#### [APPLY WHAT YOU READ]
• a. In the article on private equity deals in early 2017, which source is quoted on the first-quarter decline?
• b. Write the next part of the article on private equity deals in early 2017, picking up after its final quoted sentence.

Business
The deal street got off to a tepid start in 2017 with the first quarter numbers coming down heavily both in value and volume at $3.04 billion (nearly Rs 20,224.36 crore) through 238 deals respectively, down 27% from $4.19 billion (nearly Rs 27875.02 crore) in 432 deals.
Updated : Mar 24, 2018, 06:37 AM IST
The deal street got off to a tepid start in 2017 with the first quarter numbers coming down heavily both in value and volume at $3.04 billion (nearly Rs 20,224.36 crore) through 238 deals respectively, down 27% from $4.19 billion (nearly Rs 27875.02 crore) in 432 deals.
"The first quarter of 2017 saw a 27% decline in PE investments at $3.04 billion through 238 deals. In terms of volume this is down 45% over 432 deals worth $4.19 billion a year ago," says News Corp VCCEdge.

#### [INFORMATION GIVEN]
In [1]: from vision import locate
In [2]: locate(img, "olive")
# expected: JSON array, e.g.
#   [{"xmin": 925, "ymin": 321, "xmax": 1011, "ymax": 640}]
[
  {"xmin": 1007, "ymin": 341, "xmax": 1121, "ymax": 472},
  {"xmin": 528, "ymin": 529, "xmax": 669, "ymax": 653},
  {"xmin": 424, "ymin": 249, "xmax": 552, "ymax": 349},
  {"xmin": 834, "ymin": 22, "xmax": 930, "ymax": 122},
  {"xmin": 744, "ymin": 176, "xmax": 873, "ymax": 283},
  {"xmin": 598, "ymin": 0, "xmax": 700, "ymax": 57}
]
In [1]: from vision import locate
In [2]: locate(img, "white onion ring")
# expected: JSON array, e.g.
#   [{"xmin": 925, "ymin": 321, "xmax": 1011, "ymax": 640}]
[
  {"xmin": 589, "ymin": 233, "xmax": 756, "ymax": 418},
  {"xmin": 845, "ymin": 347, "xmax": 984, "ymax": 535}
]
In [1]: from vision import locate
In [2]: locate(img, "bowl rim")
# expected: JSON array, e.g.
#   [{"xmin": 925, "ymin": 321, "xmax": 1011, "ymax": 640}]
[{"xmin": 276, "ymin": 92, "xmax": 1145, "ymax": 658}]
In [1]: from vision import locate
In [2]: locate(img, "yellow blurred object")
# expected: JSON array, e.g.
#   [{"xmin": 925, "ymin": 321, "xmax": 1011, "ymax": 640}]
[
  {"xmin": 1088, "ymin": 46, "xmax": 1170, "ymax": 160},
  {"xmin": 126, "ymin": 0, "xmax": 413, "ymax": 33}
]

...

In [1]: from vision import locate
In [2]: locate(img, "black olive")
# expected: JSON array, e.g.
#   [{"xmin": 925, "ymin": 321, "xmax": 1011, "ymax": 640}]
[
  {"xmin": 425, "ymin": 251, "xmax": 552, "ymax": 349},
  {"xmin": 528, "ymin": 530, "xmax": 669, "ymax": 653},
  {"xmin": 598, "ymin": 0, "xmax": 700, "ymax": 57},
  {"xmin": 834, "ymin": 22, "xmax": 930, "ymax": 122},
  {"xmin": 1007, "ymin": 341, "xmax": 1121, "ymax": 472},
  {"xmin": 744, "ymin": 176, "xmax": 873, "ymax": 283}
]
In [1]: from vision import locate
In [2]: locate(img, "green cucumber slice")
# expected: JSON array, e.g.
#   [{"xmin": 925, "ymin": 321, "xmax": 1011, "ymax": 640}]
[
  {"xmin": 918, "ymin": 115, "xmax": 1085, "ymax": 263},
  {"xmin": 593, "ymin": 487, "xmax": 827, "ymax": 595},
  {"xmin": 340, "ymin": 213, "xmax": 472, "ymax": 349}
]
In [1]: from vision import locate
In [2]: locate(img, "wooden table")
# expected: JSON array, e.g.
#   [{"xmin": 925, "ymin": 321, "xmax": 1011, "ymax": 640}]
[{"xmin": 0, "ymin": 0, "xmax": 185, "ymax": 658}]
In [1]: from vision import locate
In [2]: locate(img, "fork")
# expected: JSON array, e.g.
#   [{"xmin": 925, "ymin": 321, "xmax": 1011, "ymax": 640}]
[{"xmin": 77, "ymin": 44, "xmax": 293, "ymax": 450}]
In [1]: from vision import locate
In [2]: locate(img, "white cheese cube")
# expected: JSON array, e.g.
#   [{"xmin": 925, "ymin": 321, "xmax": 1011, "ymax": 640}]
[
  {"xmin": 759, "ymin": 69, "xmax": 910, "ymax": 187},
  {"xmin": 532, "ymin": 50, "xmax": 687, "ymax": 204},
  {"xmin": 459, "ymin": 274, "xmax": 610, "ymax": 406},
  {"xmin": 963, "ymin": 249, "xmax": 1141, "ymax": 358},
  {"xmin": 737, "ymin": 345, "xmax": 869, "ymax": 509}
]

...

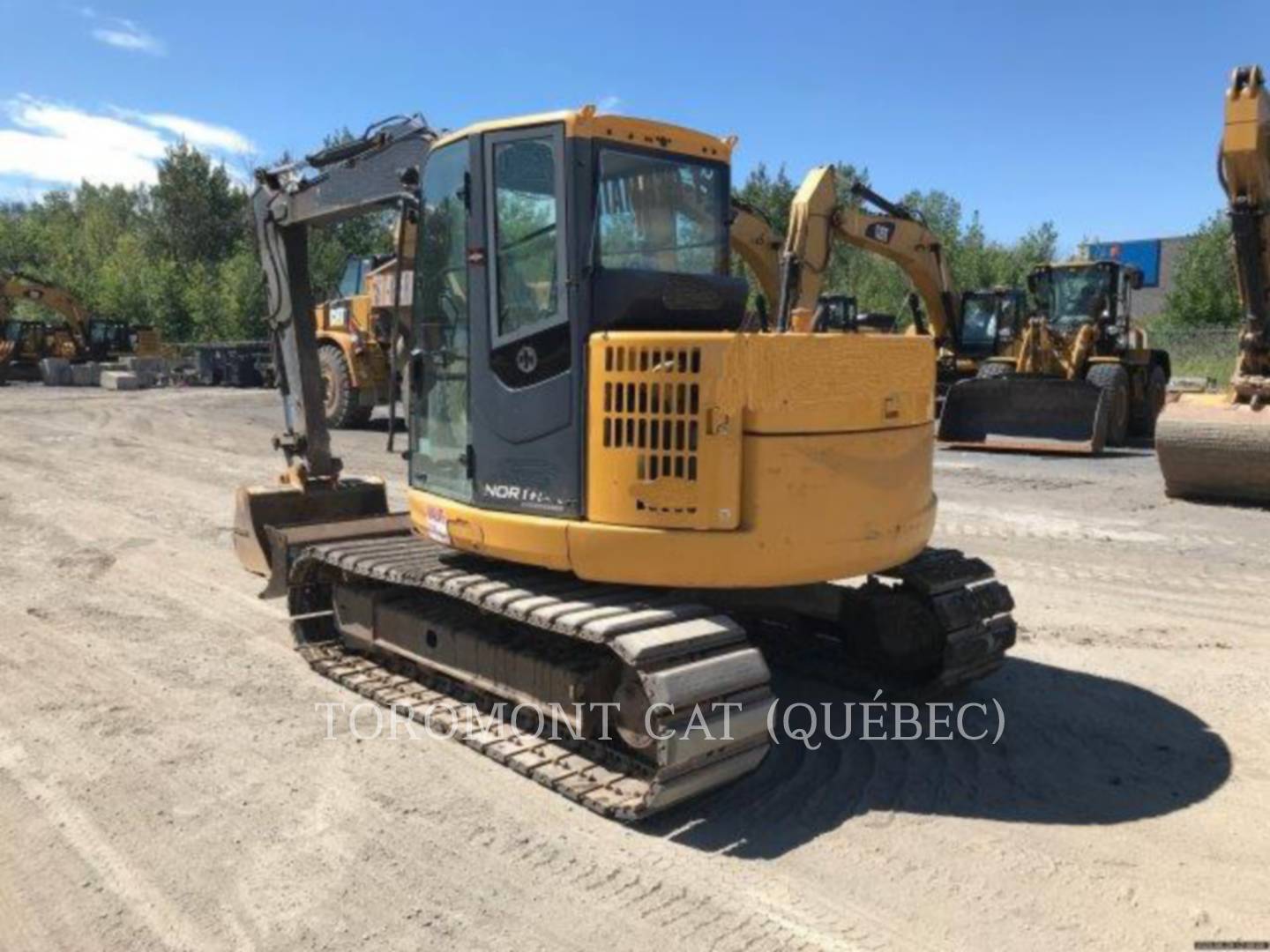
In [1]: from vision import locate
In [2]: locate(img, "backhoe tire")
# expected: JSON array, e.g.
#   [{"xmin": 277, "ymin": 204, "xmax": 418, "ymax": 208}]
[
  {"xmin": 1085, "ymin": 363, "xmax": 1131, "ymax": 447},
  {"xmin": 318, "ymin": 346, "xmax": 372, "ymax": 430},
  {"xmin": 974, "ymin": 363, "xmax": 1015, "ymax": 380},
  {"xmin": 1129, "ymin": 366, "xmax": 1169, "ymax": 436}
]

#### [RESPONSES FOR EACH TASK]
• a. News Corp VCCEdge

• b.
This is the worst low in five years with activity down 45% and investment value plunging 27% on an annual basis. But average deal value is the highest in 15 quarters, thanks to the Bharti Infratel the primary reason, says the report.
Median deal value quadrupled to $2.25 million in Q1 compared to $0.6 million in Q1 of 2016. The top PE deal during the quarter was the Bharti Infratel-KKR, CPPIB deal of $946 million, pushing up the average deal value.
According to the report, the main reason for the sober beginning is the massive fall in angel investments which hit four-year low at $28 million while VC investments dropped 14%.
As per VCCEdge, this investment value doubled against last quarter to $820 million in Q1, though this was a fraction of the $2,500 million for a year ago. This was primarily because there were no fresh investments of $250 million or more from investors, during the reporting quarter.
Even exits by PEs and VCs fell during the reporting period with exits halving to $1.4 billion in Q1 from $2.1 billion a year ago. Open markets dominated exit deal value at $945 million, bouncing back as the preferred exit route.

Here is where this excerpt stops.